EXERCISE
Format the part of the records that runs from the start through the line containing "positive clicks: (886, 36) (959, 88)" as a Markdown table with the columns Row and Text. Put each line's number in Row and the line itself in Text, and leave out blank lines.
=== RAW DATA ===
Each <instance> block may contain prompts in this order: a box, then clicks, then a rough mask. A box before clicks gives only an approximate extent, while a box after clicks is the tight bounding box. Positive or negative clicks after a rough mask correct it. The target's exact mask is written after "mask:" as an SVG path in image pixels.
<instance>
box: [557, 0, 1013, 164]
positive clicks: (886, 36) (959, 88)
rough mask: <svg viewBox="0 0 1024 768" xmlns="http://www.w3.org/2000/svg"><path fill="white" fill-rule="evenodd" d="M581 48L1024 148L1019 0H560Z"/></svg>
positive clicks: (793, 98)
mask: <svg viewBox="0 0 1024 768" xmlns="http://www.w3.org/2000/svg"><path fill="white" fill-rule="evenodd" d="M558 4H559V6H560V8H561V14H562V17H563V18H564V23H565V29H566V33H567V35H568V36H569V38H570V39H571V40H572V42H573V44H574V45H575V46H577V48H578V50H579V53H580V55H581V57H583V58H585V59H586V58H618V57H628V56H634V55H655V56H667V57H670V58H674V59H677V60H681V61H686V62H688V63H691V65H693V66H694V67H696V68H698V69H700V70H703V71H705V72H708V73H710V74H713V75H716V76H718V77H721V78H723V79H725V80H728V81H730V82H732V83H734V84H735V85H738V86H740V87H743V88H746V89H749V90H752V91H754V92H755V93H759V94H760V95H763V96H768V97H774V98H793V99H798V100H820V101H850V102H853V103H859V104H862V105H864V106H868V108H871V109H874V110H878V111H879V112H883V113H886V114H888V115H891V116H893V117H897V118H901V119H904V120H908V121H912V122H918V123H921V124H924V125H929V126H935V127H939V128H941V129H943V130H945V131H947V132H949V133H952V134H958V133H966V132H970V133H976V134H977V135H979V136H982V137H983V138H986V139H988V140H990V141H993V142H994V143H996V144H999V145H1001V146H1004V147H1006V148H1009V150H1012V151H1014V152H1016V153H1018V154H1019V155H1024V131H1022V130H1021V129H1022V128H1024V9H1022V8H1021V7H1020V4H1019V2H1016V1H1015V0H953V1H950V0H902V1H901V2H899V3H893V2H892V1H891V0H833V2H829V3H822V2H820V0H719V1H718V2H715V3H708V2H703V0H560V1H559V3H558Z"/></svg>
===
TASK ANSWER
| Row | Text |
|---|---|
| 1 | Each <instance> block may contain prompts in this order: a box, then clicks, then a rough mask. A box before clicks gives only an approximate extent, while a box after clicks is the tight bounding box. Positive or negative clicks after a rough mask correct it. The target's exact mask is written after "mask:" as an SVG path in image pixels. |
| 2 | <instance> |
| 3 | box: [557, 0, 1013, 164] |
| 4 | positive clicks: (886, 36) (959, 88) |